TASK INSTRUCTIONS:
(1) Return, word for word, the stretch from "As the American" through "Iraq-based militant group." in the article on Ansar al-Islam below.
(2) Render this sentence from the article on Ansar al-Islam into Spanish: "Washington fingered Ansar as a terrorist group experimenting with poisons, and used its tenuous links to Saddam Hussein and Al Qaeda to help justify the war against Iraq."

As the American air attack pulverized the mountain base of Ansar al-Islam last March, Mohamed Gharib let his video camera roll - just as he had done during countless operations of the northern Iraq-based militant group.
"I filmed the missiles falling," says Mr. Gharib, a Kurdish militant and the Ansar media chief. Gharib's footage had for years recorded the violent history of the Al Qaeda-linked fighters, and served as a fundraising tool. "You wouldn't believe if I told you we were happy [to be attacked]. They gave us the sense that we were so true, so right, that even America had to come fight us."
Washington fingered Ansar as a terrorist group experimenting with poisons, and used its tenuous links to Saddam Hussein and Al Qaeda to help justify the war against Iraq.
US officials were triumphant last spring, even as the broader Iraq invasion was still underway, after a three-day assault. Gen. Tommy Franks declared that a "massive terrorist facility in northern Iraq" had been "attacked and destroyed" by a joint US-Kurdish operation.

STUDY MATERIAL:

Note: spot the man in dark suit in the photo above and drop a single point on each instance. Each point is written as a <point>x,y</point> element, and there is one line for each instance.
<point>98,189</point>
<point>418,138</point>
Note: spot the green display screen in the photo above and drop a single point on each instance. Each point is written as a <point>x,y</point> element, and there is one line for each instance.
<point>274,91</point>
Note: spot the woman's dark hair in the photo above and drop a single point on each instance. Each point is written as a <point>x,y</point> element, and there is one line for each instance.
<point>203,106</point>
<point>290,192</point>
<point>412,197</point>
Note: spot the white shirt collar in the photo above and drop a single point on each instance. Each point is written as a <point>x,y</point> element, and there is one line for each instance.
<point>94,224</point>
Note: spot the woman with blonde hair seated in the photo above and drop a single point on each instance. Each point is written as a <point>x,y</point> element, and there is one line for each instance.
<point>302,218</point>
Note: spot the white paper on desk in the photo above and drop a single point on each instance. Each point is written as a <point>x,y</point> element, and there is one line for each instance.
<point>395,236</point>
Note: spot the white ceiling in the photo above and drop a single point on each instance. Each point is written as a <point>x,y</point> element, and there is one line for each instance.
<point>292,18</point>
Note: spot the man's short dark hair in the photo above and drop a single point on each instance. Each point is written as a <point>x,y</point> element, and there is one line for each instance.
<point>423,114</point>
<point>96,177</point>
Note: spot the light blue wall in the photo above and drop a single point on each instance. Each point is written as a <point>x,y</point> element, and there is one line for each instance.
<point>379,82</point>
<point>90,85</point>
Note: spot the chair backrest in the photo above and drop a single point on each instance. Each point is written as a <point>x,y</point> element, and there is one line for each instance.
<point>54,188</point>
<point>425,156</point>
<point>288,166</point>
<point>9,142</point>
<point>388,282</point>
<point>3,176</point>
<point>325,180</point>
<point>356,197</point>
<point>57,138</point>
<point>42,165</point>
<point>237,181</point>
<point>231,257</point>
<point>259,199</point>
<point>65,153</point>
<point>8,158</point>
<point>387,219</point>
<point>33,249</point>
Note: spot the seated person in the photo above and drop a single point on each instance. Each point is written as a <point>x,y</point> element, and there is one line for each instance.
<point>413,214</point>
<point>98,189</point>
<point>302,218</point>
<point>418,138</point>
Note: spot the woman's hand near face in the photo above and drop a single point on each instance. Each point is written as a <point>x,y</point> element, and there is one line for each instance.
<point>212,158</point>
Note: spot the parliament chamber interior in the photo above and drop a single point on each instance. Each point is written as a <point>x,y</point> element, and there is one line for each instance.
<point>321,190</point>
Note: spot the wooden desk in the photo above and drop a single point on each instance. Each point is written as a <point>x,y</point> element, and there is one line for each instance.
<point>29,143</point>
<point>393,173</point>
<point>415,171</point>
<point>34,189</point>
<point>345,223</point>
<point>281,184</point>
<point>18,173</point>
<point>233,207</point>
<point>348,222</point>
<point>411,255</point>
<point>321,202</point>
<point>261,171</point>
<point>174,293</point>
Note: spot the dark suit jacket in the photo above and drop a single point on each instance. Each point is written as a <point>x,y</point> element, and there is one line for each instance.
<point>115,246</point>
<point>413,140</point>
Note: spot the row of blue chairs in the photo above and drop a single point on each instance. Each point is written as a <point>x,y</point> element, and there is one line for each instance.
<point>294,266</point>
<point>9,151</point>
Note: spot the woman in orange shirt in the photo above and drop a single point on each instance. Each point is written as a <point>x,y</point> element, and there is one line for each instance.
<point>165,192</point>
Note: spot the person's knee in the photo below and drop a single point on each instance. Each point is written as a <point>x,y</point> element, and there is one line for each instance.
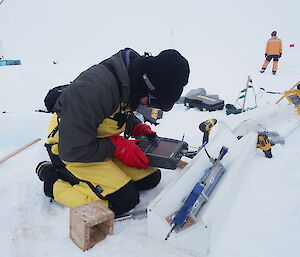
<point>49,175</point>
<point>149,182</point>
<point>124,199</point>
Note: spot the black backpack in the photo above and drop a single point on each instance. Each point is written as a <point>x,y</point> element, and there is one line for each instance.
<point>52,96</point>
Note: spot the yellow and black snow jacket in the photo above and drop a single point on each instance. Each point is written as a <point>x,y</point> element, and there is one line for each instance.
<point>92,108</point>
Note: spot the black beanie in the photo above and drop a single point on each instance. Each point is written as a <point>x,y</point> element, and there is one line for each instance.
<point>164,77</point>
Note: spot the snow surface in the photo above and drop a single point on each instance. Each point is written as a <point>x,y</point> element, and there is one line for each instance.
<point>224,42</point>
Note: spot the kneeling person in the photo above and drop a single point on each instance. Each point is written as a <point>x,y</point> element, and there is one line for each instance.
<point>89,159</point>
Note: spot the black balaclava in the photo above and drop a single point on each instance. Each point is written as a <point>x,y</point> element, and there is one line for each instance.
<point>162,77</point>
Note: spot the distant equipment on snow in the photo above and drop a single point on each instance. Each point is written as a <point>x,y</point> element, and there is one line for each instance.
<point>3,60</point>
<point>199,99</point>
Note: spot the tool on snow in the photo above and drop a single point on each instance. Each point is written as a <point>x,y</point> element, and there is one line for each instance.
<point>206,127</point>
<point>293,87</point>
<point>187,214</point>
<point>19,150</point>
<point>264,144</point>
<point>136,215</point>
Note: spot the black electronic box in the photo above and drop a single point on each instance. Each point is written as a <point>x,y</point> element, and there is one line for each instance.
<point>162,152</point>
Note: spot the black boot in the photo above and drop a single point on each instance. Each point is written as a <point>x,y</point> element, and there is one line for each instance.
<point>47,173</point>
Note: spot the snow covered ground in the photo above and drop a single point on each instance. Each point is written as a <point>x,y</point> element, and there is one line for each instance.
<point>224,42</point>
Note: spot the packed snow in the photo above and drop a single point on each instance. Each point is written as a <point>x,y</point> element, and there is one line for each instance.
<point>224,42</point>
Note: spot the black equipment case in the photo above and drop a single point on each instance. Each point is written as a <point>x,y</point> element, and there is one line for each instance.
<point>162,152</point>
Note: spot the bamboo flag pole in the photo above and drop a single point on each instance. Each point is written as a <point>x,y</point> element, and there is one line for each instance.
<point>19,150</point>
<point>289,89</point>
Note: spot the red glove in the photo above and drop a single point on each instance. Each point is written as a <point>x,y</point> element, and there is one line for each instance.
<point>142,129</point>
<point>129,153</point>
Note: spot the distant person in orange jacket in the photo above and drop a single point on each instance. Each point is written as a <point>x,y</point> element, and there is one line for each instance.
<point>273,51</point>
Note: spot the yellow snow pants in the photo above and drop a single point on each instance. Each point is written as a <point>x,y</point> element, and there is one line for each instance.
<point>110,174</point>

EXPECTED RESULTS:
(1)
As the American air attack pulverized the mountain base of Ansar al-Islam last March, Mohamed Gharib let his video camera roll - just as he had done during countless operations of the northern Iraq-based militant group.

(2) Washington señaló a Ansar como un grupo terrorista que experimentaba con venenos, y utilizó sus tenues vínculos con Sadam Husein y Al Qaeda para ayudar a justificar la guerra contra Irak.